Document text:
_ _ _ _ _

Protein-coding gene in the species Homo sapiens

Defensin, alpha 1 also known as human alpha defensin 1, human neutrophil peptide 1 (HNP-1) or neutrophil defensin 1 is a human protein that is encoded by the DEFA1 gene. Human alpha defensin 1 belongs to the alpha defensin family of antimicrobial peptides.

== Function ==

Defensins are a family of microbicidal and cytotoxic peptides thought to be involved in host defense. They are abundant in the granules of neutrophils and also found in the epithelia of mucosal surfaces such as those of the intestine, respiratory tract, urinary tract, and vagina. Members of the defensin family are highly similar in protein sequence and distinguished by a conserved cysteine motif. Several alpha defensin genes are clustered on chromosome 8. The protein encoded by this gene, defensin, alpha 1, is found in the microbicidal granules of neutrophils and likely plays a role in phagocyte-mediated host defense. It differs from the defensins, alpha 2 and alpha 3 by only one amino acid.

== Biosynthesis ==

HNPs are generated as 94 amino acids preproHNPs, which are co-translationally cleaved to 75 amino acids pro-peptides with a N-terminal prosegment having a negative charge that neutralizes the highly positively charged C terminal peptide. Processing of proHNPs occurs mainly in late promyelocytes, where the 75 amino acids proHNPs are cleaved to a 56 amino acids intermediate form and onward to 29-30 amino acids mature peptides designated HNPs. Cationic 29-30 amino acids HNPs associate with the negatively charged proteoglycan serglycin and translocate to azurophil granules. At later stages of granulocytic differentiation in which HNP expression peaks (i.e. myelocytes and metamyelocytes), proHNPs are not cleaved, rendering the peptides overall neutral. This prevents binding to serglycin and most proHNP is accordingly secreted into the bone marrow plasma although some is retained in specific granules.

_ _ _ _ _

What to work on:
[1] Print the part of the alpha defensin 1 text that begins with the words containing "Defensin, alpha 1 also" and ends with "of antimicrobial peptides.".
[2] Answer these questions from the alpha defensin 1 text:
(a) Which gene encodes human alpha defensin 1?
(b) On which chromosome are several alpha defensin genes clustered?
(c) How many amino acids long are preproHNPs when first generated?
The data after this text is separate material.

Provided data:
_ _ _ _ _

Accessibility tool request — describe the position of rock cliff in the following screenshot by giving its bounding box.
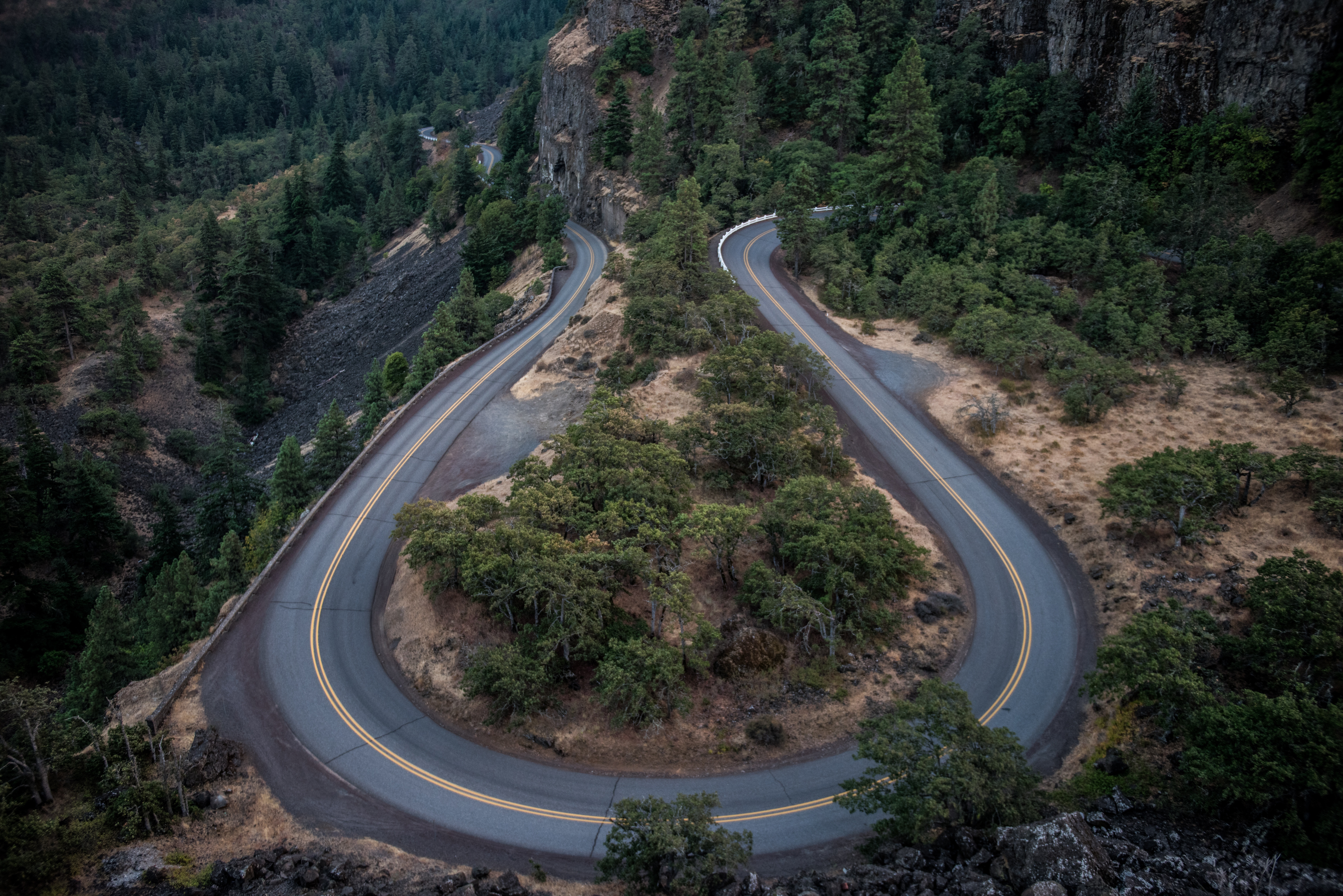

_ _ _ _ _

Task answers:
[1]
Defensin, alpha 1 also known as human alpha defensin 1, human neutrophil peptide 1 (HNP-1) or neutrophil defensin 1 is a human protein that is encoded by the DEFA1 gene. Human alpha defensin 1 belongs to the alpha defensin family of antimicrobial peptides.

[2]
(a) The DEFA1 gene.
(b) Chromosome 8.
(c) 94 amino acids.